Question

Дифференциальная уравнение ху'=1+у

Answer 1

$\begin{cases}R(x,y)=-y-1\\ S(x,y)=x\end{cases}\Rightarrow \left (\cfrac{\partial }{\partial y}R(x,y)=-1 \right )\neq \left ( 1=\cfrac{\partial }{\partial x}S(x,y) \right )$

$R(x,y)\mu (x)+\cfrac{\mathrm{d} y}{\mathrm{d} x}S(x,y)\mu (x)=0; \; \cfrac{\partial }{\partial y}(\mu (x)R(x,y))=\cfrac{\partial }{\partial x}(\mu (x)S(x,y))$

$-\mu (x)=x\cfrac{\mathrm{d} \mu (x)}{\mathrm{d} x}+\mu (x)\Leftrightarrow \cfrac{1}{\mu (x)}\cfrac{\mathrm{d} \mu (x)}{\mathrm{d} x}=-\cfrac{2}{x}\Leftrightarrow \ln \mu (x)=-2\ln x\Rightarrow \mu (x)=\cfrac{1}{x^2}$

$\begin{cases}P(x,y)=-\cfrac{y+1}{x^2}\\Q(x,y)=\cfrac{1}{x}\end{cases}\Rightarrow \cfrac{\partial }{\partial y}P(x,y)=-\cfrac{1}{x^2}=\cfrac{\partial }{\partial x}Q(x,y)$

$\begin{cases}\cfrac{\partial f(x,y)}{\partial x}=P(x,y)\\\cfrac{\partial f(x,y)}{\partial y}=Q(x,y)\end{cases}\Rightarrow f(x,y)=-\int \cfrac{y+1}{x^2}dx=\cfrac{y+1}{x}+g(y)$

$\cfrac{\partial f(x,y)}{\partial y}=\cfrac{\partial }{\partial y}\left ( \cfrac{y+1}{x}+g(y) \right )=\cfrac{1}{x}+\cfrac{\mathrm{d} f(y)}{\mathrm{d} y}$

$\cfrac{1}{x}+\cfrac{\mathrm{d} g(y)}{\mathrm{d} y}=\cfrac{1}{x}\Rightarrow \cfrac{\mathrm{d} g(y)}{\mathrm{d} y}=0\Rightarrow g(y)=0$

$f(x,y)=\cfrac{y+1}{x}\Rightarrow \cfrac{y+1}{x}=C\Rightarrow y=Cx-1$

---*---

=== Задание 1 ===
Объясните, как в приведённом тексте получено значение множителя μ(x) = 1/x². Ответ дайте в одном–трёх предложениях.
=== Задание 2 ===
Какое итоговое решение уравнения xy' = 1 + y записано в приведённом тексте?
Опирайтесь исключительно на приведённый текст.

=== Выдержки из материала ===
---*---

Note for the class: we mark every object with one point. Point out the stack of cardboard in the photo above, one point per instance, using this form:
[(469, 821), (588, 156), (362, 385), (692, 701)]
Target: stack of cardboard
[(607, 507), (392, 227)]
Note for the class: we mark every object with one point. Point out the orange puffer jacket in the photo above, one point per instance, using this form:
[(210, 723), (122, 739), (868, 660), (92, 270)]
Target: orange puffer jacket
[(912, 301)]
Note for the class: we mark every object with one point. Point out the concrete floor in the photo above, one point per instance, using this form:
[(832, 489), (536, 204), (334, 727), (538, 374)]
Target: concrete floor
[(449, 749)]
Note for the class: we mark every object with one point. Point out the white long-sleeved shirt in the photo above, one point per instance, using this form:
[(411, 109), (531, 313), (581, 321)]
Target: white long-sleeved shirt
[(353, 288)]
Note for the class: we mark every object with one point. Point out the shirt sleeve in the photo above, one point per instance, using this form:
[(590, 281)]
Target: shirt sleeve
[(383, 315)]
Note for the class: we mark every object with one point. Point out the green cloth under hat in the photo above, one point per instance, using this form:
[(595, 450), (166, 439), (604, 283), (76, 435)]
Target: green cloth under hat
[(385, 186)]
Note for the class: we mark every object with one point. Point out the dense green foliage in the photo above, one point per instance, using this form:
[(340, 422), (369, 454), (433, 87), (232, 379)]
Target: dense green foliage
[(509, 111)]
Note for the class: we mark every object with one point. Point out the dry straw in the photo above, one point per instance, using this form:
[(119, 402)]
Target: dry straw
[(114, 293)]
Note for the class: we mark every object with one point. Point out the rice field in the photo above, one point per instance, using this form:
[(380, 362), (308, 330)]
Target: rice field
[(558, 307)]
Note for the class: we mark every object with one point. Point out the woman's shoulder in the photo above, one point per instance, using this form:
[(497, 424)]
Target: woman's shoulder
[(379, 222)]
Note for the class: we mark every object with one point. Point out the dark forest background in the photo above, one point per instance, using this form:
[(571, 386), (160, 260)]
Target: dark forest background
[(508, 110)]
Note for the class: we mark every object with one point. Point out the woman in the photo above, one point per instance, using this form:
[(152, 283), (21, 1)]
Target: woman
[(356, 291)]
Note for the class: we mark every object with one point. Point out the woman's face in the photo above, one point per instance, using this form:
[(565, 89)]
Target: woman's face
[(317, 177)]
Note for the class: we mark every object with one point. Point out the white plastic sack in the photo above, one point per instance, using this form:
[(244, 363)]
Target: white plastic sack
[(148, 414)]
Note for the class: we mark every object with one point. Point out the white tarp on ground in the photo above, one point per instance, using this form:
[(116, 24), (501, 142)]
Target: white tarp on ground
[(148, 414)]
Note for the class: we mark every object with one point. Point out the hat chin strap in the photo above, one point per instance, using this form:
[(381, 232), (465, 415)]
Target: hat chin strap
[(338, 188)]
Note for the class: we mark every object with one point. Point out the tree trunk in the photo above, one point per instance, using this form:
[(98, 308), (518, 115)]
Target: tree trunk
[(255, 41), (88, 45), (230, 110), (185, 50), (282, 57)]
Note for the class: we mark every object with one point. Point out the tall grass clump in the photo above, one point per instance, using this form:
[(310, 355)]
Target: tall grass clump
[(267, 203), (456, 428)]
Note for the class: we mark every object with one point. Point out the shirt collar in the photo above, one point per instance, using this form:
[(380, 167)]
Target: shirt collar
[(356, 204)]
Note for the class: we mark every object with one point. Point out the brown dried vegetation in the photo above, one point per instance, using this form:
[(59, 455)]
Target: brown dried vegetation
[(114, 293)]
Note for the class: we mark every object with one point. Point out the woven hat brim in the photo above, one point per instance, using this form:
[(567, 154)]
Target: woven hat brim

---*---

=== Ответ 1 ===
Условие ∂(μR)/∂y = ∂(μS)/∂x приводит к уравнению −μ(x) = x·dμ/dx + μ(x), то есть (1/μ)·dμ/dx = −2/x. Интегрирование даёт ln μ(x) = −2 ln x, откуда μ(x) = 1/x².

=== Ответ 2 ===
y = Cx − 1.